- _EXTRAIT DU DOCUMENT_
++++++++
Special J.O. Sports et... divertissements !
Illustration de Ch. Martin, extraite de la partition de "Sports et divertissements" (Gallica/BNF)
Alors que les Jeux Olympiques de Paris 2024 débutent, plongeons-nous dans l'effervescence de la Belle Époque avec Sports et divertissements d'Erik Satie, qui brosse un portrait piquant d'une bourgeoisie frivole consacrée à ses activités de loisirs.
Satie, ce sont de multiples talents et de multiples univers. C'est probablement parce qu’il n’a pas d’étiquette qu'on le dit mystérieux – et comme beaucoup d’insaisissables, il est controversé. Génie pour les uns, imposteur pour les autres, il laisse rarement indifférent, d'autant qu'il est aussi – et cela tout le monde en convient – un grand provocateur. Sa démarche est éclectique, son œuvre souvent à la croisée des expressions artistiques. Car le compositeur est aussi poète, écrivain, illustrateur, et il est capable tour à tour d’inspiration mystique ou de fantaisie légère…
Sports et divertissements, composé en 1914 en pleine période humoristique de Satie, est un cycle de vingt-et-une pièces brèves, dont la tonalité est annoncée dans la préface : "C’est ici une œuvre de fantaisie. Que l’on n’y voie pas autre chose". Et, avant cela : "cette publication est constituée de deux éléments artistiques : dessin, musique. La partie dessin est figurée par des traits – des traits d'esprit ; la partie musicale est représentée par des points – des points noirs" (*). Plus qu’une simple partition, Sports et divertissements est donc un album à l’esthétique très étudiée, qui propose également un argument littéraire, représenté sous forme de phrases laconiques écrites directement entre les portées. Dans chaque pièce, la musique et le texte s'entrelacent et évoluent ensemble, et "l'instantané" ainsi formé tient sur une page en regard de laquelle on peut voir les aquarelles, signées Charles Martin.
Preface de la partition de "Sports et divertissements" (Gallica / BNF)
L’œuvre dénonce, avec une ironie savamment distillée au fil des pièces, la futilité des préoccupations de la société bourgeoise de la Belle Époque. Les "saynètes" se terminent d'ailleurs souvent plutôt mal pour les protagonistes : une passagère d’un bateau apeurée par une mer démontée (Le Yachting), un déjeuner sur l’herbe gâché par un violent orage (Le Pique-nique), des nausées incontrôlables sur un manège à sensation (Water-chute).
Audio : Erik Satie : Sports et divertissements (1914)
++++++++
- _CONSIGNE 1_
Relevez, dans l'extrait sur Sports et divertissements, les titres des pièces données en exemple de saynètes qui finissent mal pour leurs protagonistes.
- _CONSIGNE 2_
Reprenez l'extrait sur Sports et divertissements et prolongez-le à partir de sa dernière ligne.
Les données qui suivent sont un matériau indépendant de l'extrait sur Sports et divertissements.
++++++++
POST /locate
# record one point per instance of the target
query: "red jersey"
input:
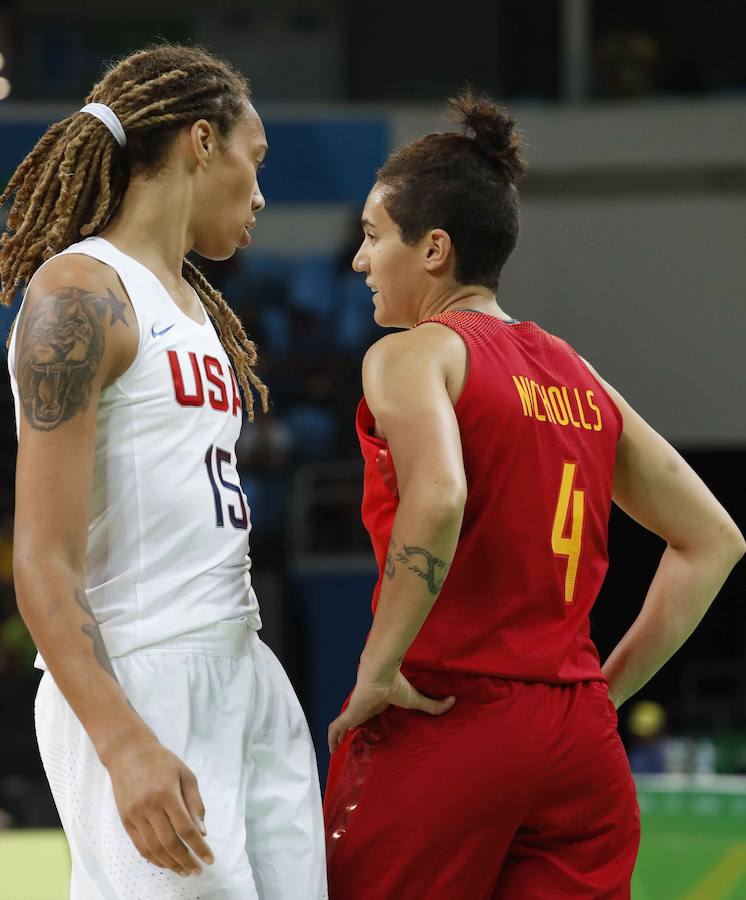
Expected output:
(539, 436)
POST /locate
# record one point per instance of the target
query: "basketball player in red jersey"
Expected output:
(492, 454)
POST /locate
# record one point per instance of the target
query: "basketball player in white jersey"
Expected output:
(175, 748)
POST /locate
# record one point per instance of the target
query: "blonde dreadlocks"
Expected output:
(71, 183)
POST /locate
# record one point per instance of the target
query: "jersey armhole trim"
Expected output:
(615, 409)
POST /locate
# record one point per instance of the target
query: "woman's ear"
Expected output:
(438, 250)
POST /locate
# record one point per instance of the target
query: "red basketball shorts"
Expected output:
(521, 792)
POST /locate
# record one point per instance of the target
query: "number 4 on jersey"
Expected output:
(569, 546)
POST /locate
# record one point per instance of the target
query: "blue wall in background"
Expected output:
(336, 616)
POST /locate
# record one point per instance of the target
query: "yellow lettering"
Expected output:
(580, 410)
(524, 394)
(545, 401)
(569, 408)
(555, 398)
(589, 397)
(539, 417)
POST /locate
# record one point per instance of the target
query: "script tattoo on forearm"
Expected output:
(94, 633)
(390, 566)
(59, 352)
(429, 567)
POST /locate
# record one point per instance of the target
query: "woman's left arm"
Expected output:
(405, 387)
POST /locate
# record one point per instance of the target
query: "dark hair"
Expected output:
(73, 180)
(463, 184)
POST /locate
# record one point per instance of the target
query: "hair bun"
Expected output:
(493, 131)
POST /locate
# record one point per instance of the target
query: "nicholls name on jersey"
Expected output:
(539, 435)
(168, 536)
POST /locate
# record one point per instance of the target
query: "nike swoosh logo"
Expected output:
(159, 333)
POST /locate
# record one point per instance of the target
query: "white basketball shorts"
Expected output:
(221, 701)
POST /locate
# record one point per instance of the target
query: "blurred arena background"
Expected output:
(632, 248)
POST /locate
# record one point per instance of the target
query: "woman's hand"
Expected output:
(369, 699)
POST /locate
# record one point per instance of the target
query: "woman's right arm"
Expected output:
(656, 487)
(76, 334)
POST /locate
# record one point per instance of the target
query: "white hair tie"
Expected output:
(107, 115)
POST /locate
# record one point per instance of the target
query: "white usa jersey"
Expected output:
(168, 537)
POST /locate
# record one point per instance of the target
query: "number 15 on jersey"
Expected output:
(237, 512)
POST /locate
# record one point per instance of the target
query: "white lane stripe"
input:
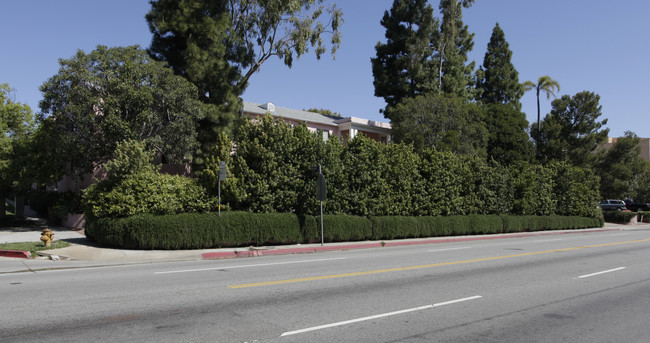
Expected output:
(249, 265)
(548, 240)
(314, 328)
(448, 249)
(603, 272)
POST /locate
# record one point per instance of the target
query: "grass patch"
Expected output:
(33, 247)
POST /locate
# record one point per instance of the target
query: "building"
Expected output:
(644, 144)
(344, 128)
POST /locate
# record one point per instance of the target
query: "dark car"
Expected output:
(636, 206)
(612, 205)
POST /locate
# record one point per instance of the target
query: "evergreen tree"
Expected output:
(508, 141)
(571, 132)
(619, 168)
(441, 122)
(403, 66)
(498, 81)
(453, 44)
(218, 45)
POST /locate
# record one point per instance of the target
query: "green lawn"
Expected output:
(33, 247)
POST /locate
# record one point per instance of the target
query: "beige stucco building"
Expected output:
(344, 128)
(644, 144)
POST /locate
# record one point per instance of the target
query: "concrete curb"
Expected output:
(253, 252)
(15, 253)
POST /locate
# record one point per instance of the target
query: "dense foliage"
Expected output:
(111, 94)
(128, 191)
(572, 131)
(498, 81)
(219, 45)
(235, 229)
(272, 170)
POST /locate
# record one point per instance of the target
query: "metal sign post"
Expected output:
(222, 177)
(321, 194)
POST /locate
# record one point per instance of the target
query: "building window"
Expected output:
(324, 133)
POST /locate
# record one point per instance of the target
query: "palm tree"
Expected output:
(545, 84)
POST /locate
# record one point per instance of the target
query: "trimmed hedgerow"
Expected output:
(232, 229)
(196, 231)
(618, 216)
(392, 227)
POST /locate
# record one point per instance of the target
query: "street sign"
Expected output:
(222, 177)
(222, 171)
(321, 188)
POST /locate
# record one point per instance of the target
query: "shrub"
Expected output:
(146, 192)
(391, 227)
(232, 229)
(340, 228)
(195, 231)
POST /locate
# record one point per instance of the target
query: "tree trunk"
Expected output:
(20, 206)
(3, 204)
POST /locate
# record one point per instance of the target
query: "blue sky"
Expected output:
(595, 45)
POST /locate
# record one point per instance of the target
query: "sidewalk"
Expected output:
(83, 253)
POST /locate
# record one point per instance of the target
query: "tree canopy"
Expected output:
++++++++
- _RÉPONSE ATTENDUE 1_
Le Yachting, Le Pique-nique, Water-chute

- _RÉPONSE ATTENDUE 2_
Satie écrit avec des procédés chaque fois différents, et bien souvent non conventionnels. Si l'on a pu dire de lui qu'il était un cancre au Conservatoire, il a tout de même repris les études à la Schola Cantorum à l'âge de 40 ans, et il est absolument certain qu'en 1914 il maîtrise largement toutes les techniques d’écriture. Preuve en est, le Choral d'introduction de Sports et Divertissements, "amer", "austère et infrivole" (*) : à quatre voix, sobrement fait de blanches et de noires, divisé en périodes ponctuées de points d'orgue, et comprenant notes de passages et retards, jusqu'à la résolution finale en accord parfait comme l'eût fait Bach. Sauf que Satie, comme un pied-de-nez à l'enseignement qu'il a reçu et dont il sait se détacher, envoie valser les règles harmoniques du choral d'école au profit de sonorités étonnantes annonçant la couleur - ou plutôt les couleurs - du jazz, les accords complexes, renversés… et renversants !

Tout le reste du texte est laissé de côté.